> **TEXT FOR ANALYSIS**:

There are a number of medical conditions that are related to the scalp. Most of these are conditions that result in hair loss or some type of skin rash. Many scalp conditions are hereditary, but some may be caused by malnutrition or an infection. The treatment and outlook depends on the condition causing the scalp problems.
One of the most common types of scalp conditions is one that causes hair loss or damage. This can range from complete loss of hair to easy breakages or small patches of hair loss:
- Male pattern baldness is a type of hair loss that is common in men and is caused by genetics and the male sex hormones.
- Alopecia areata is a chronic autoimmune disorder that causes a patchy type of balding pattern.
- Nutritional deficiencies can cause hair loss. A protein deficiency, which is called kwashiorkor, or an iron deficiency, anemia, could be the cause.
- Hyperthyroidism, which means an overproduction of thyroid hormone can cause hair loss.

> **SUPPLIED RECORDS**:
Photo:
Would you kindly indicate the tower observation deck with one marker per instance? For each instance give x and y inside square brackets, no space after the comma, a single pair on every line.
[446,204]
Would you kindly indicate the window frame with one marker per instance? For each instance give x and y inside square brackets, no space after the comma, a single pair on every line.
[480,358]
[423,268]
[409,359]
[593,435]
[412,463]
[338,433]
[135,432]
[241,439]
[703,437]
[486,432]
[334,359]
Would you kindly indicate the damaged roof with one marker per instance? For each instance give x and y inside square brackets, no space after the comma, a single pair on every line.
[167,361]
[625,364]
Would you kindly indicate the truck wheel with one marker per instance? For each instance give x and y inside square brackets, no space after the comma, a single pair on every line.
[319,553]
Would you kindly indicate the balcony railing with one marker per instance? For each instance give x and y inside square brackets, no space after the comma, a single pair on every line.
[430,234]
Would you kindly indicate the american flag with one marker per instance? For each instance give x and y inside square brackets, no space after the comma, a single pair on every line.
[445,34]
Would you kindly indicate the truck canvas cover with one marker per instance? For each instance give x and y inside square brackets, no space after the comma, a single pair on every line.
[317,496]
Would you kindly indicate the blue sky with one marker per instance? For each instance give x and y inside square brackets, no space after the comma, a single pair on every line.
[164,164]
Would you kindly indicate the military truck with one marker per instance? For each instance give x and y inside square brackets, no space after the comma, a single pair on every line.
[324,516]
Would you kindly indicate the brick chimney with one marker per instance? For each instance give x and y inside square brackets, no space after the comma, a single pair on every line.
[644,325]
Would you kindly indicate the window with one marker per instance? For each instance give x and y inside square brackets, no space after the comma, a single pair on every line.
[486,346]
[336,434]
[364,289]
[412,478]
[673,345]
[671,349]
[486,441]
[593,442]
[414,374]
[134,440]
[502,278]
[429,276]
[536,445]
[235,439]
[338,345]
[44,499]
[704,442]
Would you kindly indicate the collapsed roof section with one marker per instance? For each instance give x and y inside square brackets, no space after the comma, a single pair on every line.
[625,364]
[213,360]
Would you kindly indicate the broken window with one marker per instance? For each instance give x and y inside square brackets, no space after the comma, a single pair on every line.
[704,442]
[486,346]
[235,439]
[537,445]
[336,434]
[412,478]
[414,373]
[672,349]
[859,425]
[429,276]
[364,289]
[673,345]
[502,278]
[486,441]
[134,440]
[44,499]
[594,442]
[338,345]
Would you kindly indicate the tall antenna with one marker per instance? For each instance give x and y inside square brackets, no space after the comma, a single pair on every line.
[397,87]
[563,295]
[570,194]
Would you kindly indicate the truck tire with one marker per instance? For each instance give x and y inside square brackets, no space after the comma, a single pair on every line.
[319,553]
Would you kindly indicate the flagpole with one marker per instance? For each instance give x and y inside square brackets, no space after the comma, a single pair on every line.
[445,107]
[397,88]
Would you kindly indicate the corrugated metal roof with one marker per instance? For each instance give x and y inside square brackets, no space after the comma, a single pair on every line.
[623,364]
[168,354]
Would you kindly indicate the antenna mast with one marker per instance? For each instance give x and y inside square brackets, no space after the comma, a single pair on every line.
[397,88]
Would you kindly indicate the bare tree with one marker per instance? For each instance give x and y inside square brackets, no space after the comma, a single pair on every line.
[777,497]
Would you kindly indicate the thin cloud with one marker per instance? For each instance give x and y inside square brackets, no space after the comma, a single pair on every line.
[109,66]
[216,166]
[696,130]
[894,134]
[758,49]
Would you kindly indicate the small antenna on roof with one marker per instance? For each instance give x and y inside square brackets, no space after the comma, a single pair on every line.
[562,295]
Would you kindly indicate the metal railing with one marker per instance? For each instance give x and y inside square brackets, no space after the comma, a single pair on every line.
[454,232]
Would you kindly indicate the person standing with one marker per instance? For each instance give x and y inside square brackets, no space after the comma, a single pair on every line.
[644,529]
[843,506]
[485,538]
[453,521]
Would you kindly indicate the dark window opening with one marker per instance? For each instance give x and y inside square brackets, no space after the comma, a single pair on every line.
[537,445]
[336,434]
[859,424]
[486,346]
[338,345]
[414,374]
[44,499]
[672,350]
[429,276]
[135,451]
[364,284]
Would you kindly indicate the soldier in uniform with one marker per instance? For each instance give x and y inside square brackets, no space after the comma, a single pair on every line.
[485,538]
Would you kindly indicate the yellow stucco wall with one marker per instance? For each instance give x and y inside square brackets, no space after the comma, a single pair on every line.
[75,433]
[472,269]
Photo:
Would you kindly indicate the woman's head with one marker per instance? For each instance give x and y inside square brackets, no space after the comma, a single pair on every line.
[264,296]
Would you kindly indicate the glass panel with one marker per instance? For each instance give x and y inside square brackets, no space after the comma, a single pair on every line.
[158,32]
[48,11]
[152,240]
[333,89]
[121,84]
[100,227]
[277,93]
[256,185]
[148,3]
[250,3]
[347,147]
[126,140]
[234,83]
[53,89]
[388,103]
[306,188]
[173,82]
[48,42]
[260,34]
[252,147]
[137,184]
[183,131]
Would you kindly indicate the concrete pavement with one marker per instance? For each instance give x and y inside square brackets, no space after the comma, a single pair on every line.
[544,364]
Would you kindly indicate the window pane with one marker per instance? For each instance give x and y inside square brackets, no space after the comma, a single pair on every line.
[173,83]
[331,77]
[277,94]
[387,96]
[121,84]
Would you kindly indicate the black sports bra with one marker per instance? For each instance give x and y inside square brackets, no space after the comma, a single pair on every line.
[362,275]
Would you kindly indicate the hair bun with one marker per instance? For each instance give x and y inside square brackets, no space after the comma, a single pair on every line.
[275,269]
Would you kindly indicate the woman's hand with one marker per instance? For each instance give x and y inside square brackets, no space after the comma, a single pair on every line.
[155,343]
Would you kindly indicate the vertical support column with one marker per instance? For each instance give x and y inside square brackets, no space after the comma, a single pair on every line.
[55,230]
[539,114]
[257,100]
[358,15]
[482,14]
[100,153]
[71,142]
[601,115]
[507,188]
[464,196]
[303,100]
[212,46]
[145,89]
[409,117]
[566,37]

> **PROBLEMS AND TASKS**:
1) In the text on scalp conditions, what is the name for a protein deficiency that can cause hair loss?
2) Using the text on scalp conditions, say whether each statement agrees with it, and quote the words that decide it.
(a) Alopecia areata is a chronic autoimmune disorder.
(b) Male pattern baldness is caused by an infection.
(c) All scalp conditions are hereditary.
3) Translate this sentence from the text on scalp conditions into Spanish: "The treatment and outlook depends on the condition causing the scalp problems."

> **ANSWERS BY ITEM NUMBER**:
1) Kwashiorkor.

2)
(a) Yes: "Alopecia areata is a chronic autoimmune disorder that causes a patchy type of balding pattern."
(b) No: "caused by genetics and the male sex hormones."
(c) No: "Many scalp conditions are hereditary, but some may be caused by malnutrition or an infection."

3) El tratamiento y el pronóstico dependen de la afección que causa los problemas del cuero cabelludo.